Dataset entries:
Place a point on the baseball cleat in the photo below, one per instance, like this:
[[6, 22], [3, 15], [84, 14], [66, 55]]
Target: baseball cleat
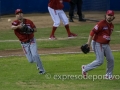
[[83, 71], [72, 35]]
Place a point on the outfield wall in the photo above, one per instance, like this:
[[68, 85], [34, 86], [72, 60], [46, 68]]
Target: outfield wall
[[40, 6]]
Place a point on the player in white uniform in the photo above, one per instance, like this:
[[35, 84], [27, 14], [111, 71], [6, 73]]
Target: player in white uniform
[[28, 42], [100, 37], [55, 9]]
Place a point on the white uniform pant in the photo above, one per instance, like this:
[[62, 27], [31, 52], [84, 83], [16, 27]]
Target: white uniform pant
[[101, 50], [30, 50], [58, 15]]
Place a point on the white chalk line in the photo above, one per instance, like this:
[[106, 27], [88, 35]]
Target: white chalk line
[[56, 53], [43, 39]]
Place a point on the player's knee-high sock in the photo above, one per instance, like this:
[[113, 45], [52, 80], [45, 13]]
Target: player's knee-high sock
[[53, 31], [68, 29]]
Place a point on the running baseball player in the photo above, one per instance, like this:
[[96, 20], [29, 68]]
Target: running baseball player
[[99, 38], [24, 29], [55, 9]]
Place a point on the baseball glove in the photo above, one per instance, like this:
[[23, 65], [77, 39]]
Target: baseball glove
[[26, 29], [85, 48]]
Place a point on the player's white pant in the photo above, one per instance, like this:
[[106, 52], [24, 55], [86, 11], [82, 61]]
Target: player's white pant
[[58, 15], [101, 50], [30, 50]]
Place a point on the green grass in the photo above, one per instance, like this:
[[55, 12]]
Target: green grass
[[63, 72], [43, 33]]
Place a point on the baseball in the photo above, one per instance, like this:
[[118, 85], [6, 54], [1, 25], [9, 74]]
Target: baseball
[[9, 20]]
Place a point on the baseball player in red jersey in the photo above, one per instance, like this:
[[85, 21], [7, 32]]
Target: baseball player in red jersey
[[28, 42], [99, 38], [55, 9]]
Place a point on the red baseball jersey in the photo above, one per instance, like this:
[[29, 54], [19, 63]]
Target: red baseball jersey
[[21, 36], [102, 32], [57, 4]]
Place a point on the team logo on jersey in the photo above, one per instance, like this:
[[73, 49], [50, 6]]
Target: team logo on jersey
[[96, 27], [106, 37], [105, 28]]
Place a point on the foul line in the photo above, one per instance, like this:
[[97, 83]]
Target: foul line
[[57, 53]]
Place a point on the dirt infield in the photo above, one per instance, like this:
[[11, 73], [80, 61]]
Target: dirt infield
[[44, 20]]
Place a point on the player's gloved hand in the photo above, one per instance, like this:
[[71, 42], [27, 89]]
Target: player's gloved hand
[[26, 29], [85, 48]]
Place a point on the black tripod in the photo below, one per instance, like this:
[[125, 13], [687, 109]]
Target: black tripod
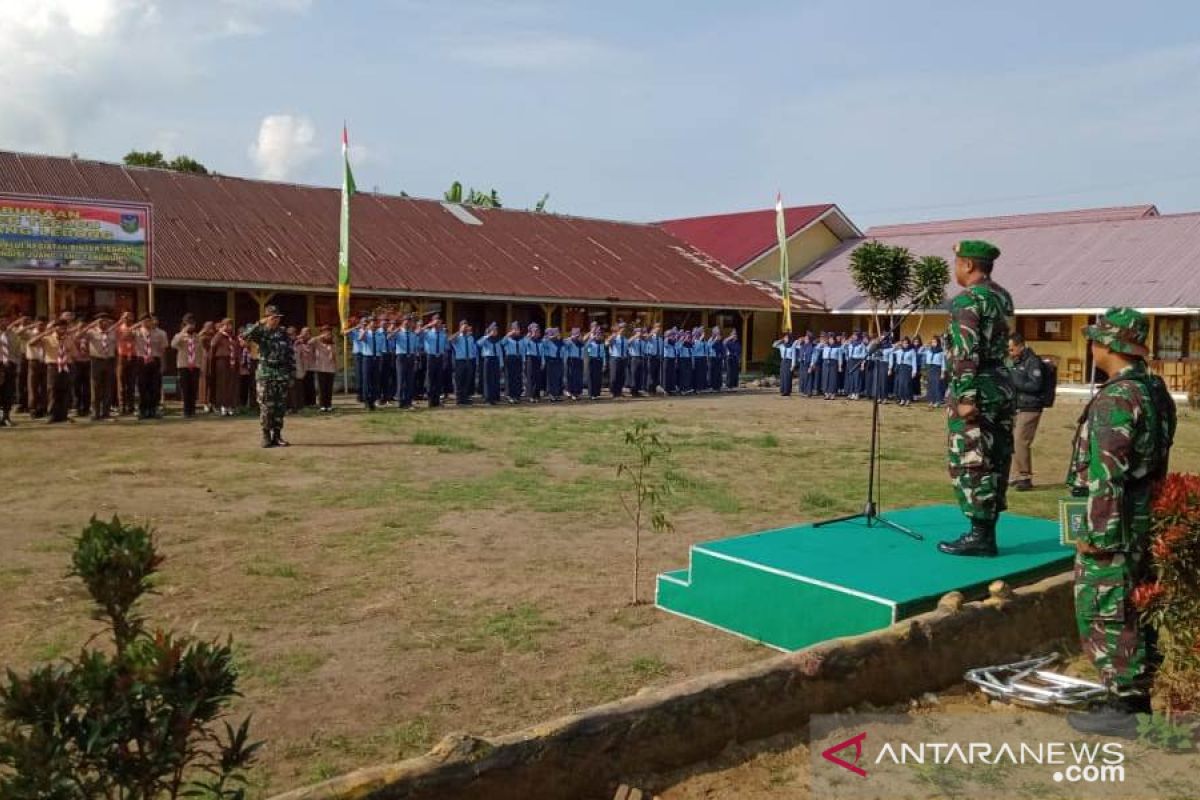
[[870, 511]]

Description of the task: Reproduce every line of the entries from the very first one down through the line containing "[[28, 42], [100, 37], [55, 9]]", both ends included, and offset each coordinate in the answers by -71. Leave the pictures out.

Correct answer:
Place a point on the baseball cleat in the photo below, one per instance, like this:
[[6, 22], [3, 15], [84, 14], [66, 55]]
Target: baseball cleat
[[12, 0], [1, -36]]
Place a point on the outfield wall in the photo above, one per instance, like this:
[[68, 85], [34, 86], [72, 60], [46, 68]]
Target: outfield wall
[[-31, -65]]
Place a point on the player in white uniform in the photo above, one per instance, like this:
[[35, 84], [27, 14], [111, 71], [6, 73]]
Target: player in white uniform
[[-43, -29], [29, -34], [-16, -62]]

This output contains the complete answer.